> _TRAVAIL DEMANDÉ_
Poursuivez l'extrait sur l'étude BUDAPEST-CRT à partir de sa dernière phrase.

> _EXTRAIT_
+-------+

Walid Amara – Il y a une étude qui s’est intéressée à la resynchronisation […] et qui s’appelle BUDAPEST-CRT. Elle s’intéresse à la question de savoir : chez des patients qui ont déjà un pacemaker ou un défibrillateur et qui n’avaient pas d’indication de resynchronisation avant, et lorsqu’ils ont les QRS larges parce qu’ils sont électro-stimulés, est-ce qu’il faut aller les « upgrader » vers un triple chambre ? C’est-à-dire, en gros, ils ont pris des patients ― ce n’est pas une énorme étude, y a un peu plus de 300 patients qui ont été randomisés ― porteurs d’un pacemaker ou d’un défibrillateur, qui avaient une fraction d’éjection inférieure à 35 %, qui étaient sous traitement médical optimal et qui étaient électrostimulés par leur défibrillateur, en ventriculaire droit, dans au moins 20 % du temps. Le taux moyen était assez important et ils étaient plutôt désynchronisés par leur pacemaker ; souvent on hésite entre réopérer ces patients pour leur mettre la sonde ventriculaire gauche ou attendre. On a tendance, souvent, à attendre, parce qu’on leur donne une chance, parce qu’on essaie d’ajuster les médicaments, etc.

+-------+

> _ENTRÉES FOURNIES_
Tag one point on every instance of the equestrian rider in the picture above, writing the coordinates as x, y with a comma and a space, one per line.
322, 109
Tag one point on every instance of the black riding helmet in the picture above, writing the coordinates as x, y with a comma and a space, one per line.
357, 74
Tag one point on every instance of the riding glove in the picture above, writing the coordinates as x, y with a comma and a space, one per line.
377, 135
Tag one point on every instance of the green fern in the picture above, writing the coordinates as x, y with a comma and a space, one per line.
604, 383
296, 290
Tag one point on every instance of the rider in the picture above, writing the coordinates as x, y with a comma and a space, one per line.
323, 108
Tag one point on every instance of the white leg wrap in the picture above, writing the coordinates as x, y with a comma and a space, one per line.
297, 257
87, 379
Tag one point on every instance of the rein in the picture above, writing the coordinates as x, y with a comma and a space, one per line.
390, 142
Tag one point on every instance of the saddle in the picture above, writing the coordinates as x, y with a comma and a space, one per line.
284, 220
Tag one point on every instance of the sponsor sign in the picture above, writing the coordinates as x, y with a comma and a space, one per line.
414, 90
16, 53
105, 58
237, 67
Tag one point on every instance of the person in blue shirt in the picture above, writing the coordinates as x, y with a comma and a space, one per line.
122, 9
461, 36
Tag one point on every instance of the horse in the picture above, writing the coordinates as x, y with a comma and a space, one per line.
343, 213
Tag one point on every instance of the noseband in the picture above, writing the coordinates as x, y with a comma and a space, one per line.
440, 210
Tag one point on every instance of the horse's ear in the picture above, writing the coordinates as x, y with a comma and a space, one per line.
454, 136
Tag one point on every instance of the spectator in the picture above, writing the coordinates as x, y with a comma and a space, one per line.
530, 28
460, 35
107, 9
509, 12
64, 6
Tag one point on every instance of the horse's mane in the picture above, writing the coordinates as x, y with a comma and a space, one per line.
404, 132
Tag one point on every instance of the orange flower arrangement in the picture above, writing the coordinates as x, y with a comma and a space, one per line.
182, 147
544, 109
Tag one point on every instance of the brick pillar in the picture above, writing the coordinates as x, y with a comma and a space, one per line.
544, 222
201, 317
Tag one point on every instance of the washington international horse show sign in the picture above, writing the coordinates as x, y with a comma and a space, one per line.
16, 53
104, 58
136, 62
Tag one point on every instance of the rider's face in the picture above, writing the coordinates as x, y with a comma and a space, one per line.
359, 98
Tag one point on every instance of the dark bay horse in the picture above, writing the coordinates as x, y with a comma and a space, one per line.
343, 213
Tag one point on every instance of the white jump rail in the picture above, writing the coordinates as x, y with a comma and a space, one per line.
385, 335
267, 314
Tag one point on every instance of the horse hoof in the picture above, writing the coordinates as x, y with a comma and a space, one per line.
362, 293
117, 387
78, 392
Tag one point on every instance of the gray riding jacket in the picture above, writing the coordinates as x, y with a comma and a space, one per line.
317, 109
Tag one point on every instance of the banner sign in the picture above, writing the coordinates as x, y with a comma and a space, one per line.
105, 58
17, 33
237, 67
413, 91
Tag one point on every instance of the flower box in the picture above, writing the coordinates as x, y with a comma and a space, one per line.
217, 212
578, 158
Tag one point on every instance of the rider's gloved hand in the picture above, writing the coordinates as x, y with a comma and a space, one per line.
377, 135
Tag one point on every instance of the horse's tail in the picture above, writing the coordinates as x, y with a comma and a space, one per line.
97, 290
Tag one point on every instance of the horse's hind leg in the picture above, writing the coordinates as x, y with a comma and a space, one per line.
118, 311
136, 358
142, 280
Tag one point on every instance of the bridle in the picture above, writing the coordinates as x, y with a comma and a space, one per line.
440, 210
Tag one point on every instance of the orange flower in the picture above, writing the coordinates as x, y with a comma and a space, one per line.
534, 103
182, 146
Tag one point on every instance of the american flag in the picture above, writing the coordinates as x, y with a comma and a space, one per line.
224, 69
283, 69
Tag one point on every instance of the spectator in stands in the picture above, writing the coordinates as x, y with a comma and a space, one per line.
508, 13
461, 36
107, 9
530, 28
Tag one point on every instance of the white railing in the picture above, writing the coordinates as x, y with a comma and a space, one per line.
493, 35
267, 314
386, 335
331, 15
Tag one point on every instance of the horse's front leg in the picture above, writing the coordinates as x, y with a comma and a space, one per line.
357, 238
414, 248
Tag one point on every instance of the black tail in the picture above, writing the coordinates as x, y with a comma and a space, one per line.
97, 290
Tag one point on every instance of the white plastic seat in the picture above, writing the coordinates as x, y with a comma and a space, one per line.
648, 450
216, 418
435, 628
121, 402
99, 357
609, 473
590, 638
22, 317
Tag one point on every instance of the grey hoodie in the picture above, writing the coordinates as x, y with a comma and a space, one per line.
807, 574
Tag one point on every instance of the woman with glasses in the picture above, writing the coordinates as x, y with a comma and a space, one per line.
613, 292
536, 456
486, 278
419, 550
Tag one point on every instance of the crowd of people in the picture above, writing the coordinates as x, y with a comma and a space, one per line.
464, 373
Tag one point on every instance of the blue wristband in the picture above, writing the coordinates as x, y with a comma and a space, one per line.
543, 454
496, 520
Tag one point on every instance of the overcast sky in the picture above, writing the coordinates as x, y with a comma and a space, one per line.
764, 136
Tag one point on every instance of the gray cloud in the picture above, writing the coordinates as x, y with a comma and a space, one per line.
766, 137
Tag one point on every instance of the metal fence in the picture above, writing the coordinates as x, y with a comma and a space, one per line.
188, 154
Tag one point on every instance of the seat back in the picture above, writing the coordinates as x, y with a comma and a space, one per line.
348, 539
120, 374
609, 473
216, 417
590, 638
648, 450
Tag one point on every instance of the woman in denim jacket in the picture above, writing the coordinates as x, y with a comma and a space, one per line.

+-------+

> _RÉPONSE À L'EXERCICE_
Là, les investigateurs ont randomisé avec un groupe qu’ils ont upgradés et un groupe qu’ils ont laissé en stimulation ventriculaire droite. Donc dans un groupe, ils ont un défibrillateur triple chambre et l’autre groupe ils vont avoir plutôt des défibrillateurs simple ou double chambre. Ils autorisaient les patients en FA (donc c’est une des plus larges études en FA), et ils ont évalué si on leur permettait d’améliorer un critère composite qui comprenait la mortalité, les hospitalisations pour insuffisance cardiaque et également les volumes ventriculaires gauches.
Résultats :
Première constatation, cette étude a inclus des patients plus âgés qu’on avait dans les essais sur la resynchronisation – l’âge moyen était de plus de 75 ans. Deuxième constatation, ils ont inclus beaucoup de patients qui avaient de la fibrillation atriale – plus de 50 % des patients avaient de la FA, donc cela sera intéressant.
Et troisième résultat, concernant le critère primaire, la réduction est significative dans le groupe resynchronisation sur ce critère primaire-là, et ce qui drive les événements, ce sont les hospitalisations pour insuffisance cardiaque. Cela améliore les paramètres échographiques et permet d’améliorer les hospitalisations pour insuffisance cardiaque ; le critère primaire était significatif.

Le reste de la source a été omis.